**Stated goal**
Count the lines in the data below that contain the string "lantern", treating uppercase and lowercase as different, and give only the number.
------ Source material
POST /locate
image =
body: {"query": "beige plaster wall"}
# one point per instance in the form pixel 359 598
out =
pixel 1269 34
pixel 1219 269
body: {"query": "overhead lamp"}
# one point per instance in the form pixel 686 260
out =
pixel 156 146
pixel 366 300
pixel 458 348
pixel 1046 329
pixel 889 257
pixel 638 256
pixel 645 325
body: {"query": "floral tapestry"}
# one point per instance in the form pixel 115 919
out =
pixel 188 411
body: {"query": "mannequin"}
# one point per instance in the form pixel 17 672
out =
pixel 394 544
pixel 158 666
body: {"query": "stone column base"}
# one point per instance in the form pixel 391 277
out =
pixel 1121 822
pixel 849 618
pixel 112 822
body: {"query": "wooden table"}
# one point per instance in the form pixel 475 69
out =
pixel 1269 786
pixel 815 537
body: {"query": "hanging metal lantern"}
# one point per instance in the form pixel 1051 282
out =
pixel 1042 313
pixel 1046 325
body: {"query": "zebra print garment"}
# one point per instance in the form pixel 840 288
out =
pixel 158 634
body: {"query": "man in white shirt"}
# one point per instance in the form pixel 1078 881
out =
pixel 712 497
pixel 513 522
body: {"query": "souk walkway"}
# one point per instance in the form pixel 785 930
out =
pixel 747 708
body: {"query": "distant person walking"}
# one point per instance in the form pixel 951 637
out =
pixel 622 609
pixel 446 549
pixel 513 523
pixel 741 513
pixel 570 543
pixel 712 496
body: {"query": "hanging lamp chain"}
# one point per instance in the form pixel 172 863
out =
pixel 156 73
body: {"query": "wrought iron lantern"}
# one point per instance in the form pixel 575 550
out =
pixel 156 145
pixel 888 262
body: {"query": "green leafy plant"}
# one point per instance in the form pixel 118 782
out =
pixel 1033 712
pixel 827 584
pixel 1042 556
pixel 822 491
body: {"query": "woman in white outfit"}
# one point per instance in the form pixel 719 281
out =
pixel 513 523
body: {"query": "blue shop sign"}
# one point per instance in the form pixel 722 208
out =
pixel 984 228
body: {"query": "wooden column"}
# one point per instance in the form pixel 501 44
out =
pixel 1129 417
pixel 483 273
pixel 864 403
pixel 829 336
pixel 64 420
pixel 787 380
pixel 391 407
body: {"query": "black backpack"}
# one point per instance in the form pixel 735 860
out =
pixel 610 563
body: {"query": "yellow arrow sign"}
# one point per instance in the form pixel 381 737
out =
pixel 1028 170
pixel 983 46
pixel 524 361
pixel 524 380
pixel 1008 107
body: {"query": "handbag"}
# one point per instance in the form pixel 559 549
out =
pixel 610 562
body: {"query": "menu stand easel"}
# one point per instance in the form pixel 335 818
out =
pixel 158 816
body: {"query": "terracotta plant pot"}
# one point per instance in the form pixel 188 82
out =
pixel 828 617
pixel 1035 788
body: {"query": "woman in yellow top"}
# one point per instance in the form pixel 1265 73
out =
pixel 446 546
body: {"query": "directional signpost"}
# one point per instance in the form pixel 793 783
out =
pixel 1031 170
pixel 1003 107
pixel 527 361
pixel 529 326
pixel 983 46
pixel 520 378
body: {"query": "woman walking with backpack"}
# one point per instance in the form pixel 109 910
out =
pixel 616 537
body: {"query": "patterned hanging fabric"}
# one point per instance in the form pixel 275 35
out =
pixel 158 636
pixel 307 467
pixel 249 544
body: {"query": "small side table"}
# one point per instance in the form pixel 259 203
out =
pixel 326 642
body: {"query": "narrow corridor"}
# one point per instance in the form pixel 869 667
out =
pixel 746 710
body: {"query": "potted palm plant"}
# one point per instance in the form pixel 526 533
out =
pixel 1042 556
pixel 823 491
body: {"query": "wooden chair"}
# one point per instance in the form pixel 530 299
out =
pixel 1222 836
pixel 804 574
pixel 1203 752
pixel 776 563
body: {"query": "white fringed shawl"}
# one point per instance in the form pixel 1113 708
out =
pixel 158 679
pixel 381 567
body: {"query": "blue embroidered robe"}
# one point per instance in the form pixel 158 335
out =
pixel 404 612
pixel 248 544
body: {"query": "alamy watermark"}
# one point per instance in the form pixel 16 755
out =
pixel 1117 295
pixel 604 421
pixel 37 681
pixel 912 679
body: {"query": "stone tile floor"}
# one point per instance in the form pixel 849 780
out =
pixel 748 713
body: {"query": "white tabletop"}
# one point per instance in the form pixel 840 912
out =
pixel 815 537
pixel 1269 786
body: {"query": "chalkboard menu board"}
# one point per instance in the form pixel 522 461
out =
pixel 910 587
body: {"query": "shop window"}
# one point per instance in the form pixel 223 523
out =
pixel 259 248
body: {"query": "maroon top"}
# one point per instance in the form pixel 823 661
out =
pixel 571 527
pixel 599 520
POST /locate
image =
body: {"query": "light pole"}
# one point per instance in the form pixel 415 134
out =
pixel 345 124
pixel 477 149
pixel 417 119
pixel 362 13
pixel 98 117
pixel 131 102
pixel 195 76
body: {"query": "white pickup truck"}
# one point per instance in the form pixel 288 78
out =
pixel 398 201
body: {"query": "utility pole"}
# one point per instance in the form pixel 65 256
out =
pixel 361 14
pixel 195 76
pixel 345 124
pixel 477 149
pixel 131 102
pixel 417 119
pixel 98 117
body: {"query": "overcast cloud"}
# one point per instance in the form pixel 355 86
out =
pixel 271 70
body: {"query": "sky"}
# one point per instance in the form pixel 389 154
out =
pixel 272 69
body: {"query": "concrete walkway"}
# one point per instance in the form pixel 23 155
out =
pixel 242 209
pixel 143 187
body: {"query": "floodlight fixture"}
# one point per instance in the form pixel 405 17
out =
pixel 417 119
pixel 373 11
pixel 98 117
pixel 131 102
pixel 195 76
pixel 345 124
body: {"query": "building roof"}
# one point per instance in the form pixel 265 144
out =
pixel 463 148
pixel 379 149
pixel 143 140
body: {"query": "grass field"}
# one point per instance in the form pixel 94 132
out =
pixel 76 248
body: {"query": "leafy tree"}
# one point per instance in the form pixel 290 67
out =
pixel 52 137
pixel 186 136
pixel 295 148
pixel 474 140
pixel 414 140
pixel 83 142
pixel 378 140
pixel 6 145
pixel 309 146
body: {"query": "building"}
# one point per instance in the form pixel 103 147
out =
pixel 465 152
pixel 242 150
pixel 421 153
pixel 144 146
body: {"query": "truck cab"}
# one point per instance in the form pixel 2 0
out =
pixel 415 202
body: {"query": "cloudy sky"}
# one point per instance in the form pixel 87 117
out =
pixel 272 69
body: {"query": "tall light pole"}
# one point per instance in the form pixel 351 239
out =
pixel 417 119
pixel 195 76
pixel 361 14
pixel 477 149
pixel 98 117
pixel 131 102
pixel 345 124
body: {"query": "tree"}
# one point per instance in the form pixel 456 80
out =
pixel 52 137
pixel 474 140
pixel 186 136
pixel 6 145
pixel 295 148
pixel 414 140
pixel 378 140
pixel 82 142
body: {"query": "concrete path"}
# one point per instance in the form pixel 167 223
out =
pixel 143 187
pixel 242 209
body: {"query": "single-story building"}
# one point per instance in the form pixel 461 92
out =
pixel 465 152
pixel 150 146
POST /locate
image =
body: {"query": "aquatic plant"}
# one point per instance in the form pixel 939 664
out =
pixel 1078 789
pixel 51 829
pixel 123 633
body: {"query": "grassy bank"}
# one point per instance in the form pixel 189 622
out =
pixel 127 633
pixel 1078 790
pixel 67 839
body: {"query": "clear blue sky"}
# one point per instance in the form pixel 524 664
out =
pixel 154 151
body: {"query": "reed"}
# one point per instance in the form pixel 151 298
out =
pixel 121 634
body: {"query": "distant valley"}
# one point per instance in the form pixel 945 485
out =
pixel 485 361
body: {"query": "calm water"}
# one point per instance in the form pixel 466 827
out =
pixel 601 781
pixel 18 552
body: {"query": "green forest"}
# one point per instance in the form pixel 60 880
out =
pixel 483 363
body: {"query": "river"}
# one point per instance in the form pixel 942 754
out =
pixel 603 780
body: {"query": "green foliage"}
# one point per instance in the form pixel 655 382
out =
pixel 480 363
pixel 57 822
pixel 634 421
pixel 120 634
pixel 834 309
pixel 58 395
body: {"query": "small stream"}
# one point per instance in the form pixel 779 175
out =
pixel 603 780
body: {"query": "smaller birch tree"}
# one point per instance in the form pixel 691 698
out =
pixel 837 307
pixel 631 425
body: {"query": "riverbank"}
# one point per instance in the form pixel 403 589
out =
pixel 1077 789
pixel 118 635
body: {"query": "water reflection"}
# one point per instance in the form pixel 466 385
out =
------------
**Answer for the task**
2